/---
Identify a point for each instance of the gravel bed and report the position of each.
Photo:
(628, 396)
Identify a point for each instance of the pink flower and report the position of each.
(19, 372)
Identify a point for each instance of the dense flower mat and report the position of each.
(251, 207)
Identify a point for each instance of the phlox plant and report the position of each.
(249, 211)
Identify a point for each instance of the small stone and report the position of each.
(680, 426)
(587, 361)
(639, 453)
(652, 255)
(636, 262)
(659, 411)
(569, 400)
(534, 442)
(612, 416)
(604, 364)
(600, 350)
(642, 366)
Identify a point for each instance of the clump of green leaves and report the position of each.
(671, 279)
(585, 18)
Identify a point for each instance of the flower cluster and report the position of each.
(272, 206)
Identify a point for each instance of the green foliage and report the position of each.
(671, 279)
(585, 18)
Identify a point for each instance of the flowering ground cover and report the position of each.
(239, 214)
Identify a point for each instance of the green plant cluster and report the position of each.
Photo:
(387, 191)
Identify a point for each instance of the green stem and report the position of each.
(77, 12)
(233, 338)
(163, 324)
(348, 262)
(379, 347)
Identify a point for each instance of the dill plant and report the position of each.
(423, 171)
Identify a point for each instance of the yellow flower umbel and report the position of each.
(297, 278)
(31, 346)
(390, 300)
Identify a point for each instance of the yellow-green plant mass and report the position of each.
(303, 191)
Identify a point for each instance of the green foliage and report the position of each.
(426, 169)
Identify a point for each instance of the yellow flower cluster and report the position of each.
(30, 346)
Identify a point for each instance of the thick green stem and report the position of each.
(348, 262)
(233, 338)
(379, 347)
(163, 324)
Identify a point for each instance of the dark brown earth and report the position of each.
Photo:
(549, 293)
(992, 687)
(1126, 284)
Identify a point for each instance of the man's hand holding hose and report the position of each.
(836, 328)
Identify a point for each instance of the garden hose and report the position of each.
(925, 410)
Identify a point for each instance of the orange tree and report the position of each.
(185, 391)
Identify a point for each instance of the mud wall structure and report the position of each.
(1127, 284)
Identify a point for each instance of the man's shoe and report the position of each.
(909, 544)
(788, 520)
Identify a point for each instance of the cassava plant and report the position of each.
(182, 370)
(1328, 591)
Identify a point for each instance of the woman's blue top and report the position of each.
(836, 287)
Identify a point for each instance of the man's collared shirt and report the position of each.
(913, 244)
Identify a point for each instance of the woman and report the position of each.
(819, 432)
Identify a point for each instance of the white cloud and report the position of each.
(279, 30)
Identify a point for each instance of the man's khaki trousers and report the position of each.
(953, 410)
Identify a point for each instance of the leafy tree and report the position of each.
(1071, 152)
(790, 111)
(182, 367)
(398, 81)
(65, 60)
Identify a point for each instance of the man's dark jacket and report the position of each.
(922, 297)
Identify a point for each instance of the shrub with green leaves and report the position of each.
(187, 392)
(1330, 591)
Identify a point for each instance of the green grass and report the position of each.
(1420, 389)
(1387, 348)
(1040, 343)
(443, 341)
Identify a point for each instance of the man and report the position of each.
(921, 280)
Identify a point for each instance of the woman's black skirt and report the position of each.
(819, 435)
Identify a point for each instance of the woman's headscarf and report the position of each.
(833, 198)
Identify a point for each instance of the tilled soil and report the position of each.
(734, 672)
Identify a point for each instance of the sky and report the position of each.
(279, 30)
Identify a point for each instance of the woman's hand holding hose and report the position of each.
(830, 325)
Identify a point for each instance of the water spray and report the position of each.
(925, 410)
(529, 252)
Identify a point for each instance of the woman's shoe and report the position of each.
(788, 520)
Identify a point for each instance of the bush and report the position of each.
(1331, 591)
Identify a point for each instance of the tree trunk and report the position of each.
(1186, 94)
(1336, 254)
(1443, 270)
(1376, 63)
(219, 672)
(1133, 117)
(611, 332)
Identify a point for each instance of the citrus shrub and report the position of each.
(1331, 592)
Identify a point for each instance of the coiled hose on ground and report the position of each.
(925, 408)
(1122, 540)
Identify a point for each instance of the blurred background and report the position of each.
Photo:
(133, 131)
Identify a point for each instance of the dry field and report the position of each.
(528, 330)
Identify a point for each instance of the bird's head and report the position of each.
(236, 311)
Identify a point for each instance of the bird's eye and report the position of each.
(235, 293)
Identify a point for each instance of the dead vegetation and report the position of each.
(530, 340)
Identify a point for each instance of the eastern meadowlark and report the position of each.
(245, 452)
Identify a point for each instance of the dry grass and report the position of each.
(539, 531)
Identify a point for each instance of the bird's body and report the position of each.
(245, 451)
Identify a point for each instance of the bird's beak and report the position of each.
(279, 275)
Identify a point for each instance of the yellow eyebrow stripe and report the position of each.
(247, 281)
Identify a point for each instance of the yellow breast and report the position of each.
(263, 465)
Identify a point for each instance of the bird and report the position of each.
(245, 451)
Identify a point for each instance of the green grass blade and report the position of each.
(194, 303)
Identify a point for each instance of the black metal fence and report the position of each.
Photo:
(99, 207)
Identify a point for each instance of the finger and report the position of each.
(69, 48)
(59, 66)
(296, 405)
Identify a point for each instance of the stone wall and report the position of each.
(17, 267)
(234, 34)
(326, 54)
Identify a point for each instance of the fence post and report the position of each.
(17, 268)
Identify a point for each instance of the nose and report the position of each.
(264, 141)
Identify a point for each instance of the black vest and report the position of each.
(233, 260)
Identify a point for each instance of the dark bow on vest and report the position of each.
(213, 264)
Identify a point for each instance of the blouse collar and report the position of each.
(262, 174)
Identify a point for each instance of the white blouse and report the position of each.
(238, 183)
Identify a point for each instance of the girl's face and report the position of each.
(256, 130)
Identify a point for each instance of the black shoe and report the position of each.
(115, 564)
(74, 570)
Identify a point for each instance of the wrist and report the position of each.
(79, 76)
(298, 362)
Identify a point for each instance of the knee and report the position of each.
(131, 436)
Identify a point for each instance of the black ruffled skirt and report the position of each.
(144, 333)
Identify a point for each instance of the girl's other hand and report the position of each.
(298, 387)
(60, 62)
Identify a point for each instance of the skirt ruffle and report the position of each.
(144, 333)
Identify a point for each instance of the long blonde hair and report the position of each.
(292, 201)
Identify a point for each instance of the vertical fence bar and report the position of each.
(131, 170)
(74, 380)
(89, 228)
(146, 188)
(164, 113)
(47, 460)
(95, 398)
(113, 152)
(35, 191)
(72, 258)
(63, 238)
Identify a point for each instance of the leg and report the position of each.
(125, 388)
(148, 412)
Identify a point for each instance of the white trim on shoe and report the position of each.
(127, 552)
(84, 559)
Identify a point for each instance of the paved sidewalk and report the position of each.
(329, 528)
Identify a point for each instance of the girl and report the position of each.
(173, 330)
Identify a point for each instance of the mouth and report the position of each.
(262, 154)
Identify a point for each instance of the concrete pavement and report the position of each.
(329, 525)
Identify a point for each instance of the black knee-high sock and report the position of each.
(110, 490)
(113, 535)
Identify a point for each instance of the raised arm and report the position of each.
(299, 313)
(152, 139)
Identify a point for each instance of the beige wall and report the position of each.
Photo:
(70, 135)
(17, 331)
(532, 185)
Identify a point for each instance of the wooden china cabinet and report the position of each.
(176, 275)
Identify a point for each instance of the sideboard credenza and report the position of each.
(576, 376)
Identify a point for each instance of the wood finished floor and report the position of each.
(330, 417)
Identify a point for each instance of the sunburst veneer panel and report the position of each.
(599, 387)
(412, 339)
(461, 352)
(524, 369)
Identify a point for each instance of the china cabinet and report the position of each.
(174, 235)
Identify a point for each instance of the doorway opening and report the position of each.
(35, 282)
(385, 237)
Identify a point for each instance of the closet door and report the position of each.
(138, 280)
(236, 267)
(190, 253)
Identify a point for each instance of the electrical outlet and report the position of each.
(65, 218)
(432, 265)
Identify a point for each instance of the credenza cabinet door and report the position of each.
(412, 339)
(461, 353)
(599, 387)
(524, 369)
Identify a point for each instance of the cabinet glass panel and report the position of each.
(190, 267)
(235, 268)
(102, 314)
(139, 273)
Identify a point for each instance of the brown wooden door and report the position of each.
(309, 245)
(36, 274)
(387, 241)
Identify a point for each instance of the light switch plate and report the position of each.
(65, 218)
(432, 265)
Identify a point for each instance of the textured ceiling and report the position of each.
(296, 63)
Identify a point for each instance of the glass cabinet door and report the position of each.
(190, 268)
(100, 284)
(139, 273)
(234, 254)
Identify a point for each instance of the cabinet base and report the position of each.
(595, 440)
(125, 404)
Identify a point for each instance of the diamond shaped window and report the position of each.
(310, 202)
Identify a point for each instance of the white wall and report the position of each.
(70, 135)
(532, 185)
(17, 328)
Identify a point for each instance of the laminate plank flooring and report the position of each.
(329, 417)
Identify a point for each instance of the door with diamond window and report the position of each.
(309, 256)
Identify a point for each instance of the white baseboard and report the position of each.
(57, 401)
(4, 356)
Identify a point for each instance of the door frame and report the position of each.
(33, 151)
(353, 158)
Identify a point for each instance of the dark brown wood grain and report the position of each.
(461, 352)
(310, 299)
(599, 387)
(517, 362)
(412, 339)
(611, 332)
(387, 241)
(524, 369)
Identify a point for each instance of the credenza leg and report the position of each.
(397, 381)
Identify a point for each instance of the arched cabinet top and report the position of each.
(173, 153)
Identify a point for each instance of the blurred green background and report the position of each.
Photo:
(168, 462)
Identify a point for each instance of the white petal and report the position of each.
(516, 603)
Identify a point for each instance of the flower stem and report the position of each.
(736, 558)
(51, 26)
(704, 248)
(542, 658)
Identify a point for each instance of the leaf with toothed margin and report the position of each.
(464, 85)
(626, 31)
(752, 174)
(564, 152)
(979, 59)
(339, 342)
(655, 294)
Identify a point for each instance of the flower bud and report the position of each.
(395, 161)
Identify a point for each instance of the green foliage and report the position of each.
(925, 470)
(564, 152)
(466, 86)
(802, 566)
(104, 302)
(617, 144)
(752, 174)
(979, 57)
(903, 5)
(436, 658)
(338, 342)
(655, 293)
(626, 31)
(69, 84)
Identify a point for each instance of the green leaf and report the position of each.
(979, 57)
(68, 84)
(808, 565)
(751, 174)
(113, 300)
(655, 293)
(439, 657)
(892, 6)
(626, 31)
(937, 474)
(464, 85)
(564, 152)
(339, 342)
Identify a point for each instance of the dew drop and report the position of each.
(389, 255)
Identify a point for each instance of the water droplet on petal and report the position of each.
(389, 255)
\---
__To do__
Where in the records does the string "background" appear? Copy every line that has it.

__Task result__
Identify a point for each instance of the blurred background and report the position of each.
Identify a point for each instance of the blurred green background and report the position of each.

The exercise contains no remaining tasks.